> **Exercise requirements**
Read the blog passage on genre fiction below, then say whether each statement agrees with it: (a) Jason Pinter's piece ran in the Huffington Post. (b) Pinter argues that fiction is dead. (c) The writer recalls that being a Tolkien fan was always well respected. Answer yes or no for each, and quote the words of the passage that decide it.

> **Document**
..........
Now, Jason Pinter has added insult to well-deserved injury with his attack on Siegel, with a piece in the Huffington Post arguing that it’s not fiction, but the snooty “literati” class that is dead and culturally irrelevant for dismissing the importance of genre fiction.

Pinter states:

The more the literary establishment simply ignores anything other than the moldy old status quo, the quicker they will join Lee Siegel in his musty ivory tower, missing out on all the wonderful books, blogs and writers who revel in writing outside the archaic rules of the literary establishment.

This observation brings to mind a quote from the greatest work of genre fiction of the 1900’s, and perhaps the most influential fiction of any sort in that century, Tolkien’s Lord of the Rings.  I can still remember when being a fan of Tolkien was an occasion for ridicule, but the themes of addiction, the strength of the “little guy,” and overcoming despair in the face of violent evil were addressed nowhere as vividly as in Tolkien’s fantasy story about furry-footed hobbits.
..........
> **Material supplied**
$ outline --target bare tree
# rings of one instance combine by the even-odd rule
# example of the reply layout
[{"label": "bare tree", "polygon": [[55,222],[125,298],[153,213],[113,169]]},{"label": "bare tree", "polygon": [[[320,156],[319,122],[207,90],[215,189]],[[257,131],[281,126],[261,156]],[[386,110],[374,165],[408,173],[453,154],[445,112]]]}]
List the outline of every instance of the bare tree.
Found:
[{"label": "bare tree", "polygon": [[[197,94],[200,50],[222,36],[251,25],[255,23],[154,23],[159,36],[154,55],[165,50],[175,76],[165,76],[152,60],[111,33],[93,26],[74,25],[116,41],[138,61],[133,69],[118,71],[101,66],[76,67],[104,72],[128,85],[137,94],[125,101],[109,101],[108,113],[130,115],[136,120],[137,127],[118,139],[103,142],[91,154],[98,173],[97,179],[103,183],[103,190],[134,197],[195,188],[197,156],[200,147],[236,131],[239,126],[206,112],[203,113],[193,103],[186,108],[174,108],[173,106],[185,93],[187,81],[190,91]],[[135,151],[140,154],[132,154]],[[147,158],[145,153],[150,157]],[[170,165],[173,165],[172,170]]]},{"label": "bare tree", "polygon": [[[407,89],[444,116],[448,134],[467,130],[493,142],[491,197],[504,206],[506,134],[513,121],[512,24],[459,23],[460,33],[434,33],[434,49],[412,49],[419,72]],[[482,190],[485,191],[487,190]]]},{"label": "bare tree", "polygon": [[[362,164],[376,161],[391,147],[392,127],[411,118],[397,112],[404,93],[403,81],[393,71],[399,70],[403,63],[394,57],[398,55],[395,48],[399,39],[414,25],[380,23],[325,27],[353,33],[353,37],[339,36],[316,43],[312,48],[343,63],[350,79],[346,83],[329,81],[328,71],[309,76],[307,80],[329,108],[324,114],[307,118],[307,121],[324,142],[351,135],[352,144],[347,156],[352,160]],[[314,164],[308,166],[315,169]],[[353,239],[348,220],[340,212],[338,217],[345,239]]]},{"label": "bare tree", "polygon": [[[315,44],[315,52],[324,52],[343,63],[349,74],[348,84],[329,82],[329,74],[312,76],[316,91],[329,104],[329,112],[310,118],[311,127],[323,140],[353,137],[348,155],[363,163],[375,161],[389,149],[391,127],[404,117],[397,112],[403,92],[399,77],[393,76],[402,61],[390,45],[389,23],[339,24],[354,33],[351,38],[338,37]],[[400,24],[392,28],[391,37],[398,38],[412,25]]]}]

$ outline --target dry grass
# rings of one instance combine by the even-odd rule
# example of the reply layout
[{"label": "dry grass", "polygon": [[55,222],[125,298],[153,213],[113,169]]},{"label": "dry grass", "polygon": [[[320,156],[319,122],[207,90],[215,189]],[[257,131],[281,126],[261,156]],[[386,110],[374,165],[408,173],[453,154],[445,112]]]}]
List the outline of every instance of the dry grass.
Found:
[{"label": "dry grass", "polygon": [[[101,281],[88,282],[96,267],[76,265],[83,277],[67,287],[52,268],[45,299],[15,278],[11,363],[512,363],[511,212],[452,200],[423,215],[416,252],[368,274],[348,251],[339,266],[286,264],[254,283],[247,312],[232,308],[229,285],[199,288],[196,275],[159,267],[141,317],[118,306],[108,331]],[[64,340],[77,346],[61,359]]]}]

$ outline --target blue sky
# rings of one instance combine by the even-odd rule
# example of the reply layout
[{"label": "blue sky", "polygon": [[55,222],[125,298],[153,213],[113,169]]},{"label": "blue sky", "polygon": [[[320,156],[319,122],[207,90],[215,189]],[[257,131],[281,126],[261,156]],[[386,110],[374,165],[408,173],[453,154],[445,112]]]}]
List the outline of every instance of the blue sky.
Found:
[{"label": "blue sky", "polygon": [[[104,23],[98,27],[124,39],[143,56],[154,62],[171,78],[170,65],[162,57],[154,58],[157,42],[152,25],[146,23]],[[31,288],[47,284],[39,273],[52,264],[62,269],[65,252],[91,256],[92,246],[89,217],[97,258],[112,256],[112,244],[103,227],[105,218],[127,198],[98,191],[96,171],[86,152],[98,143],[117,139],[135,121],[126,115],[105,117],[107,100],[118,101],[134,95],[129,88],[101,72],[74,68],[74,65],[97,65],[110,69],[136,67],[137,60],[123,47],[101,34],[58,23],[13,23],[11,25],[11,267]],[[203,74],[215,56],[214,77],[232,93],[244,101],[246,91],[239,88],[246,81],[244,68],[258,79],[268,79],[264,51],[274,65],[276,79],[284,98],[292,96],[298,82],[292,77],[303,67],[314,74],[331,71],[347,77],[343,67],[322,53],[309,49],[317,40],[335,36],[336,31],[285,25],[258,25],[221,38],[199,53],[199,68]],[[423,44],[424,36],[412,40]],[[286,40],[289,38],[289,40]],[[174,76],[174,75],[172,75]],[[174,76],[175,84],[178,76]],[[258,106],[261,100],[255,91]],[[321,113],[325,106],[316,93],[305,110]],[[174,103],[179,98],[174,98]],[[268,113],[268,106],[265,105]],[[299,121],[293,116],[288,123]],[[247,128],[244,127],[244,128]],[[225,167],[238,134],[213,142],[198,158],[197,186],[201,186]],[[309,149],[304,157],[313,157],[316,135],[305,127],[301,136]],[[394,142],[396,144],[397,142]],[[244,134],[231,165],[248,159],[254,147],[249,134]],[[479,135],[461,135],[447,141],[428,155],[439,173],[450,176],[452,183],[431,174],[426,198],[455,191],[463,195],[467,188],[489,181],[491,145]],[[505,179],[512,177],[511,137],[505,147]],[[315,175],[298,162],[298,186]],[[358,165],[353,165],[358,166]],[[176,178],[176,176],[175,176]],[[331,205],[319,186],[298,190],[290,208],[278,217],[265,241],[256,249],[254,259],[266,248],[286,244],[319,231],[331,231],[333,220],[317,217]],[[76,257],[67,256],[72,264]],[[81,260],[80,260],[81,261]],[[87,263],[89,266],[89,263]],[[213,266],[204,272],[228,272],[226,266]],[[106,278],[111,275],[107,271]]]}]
..........
> **Response to the task**
(a) Yes: "with a piece in the Huffington Post"
(b) No: "it’s not fiction, but the snooty “literati” class that is dead"
(c) No: "I can still remember when being a fan of Tolkien was an occasion for ridicule"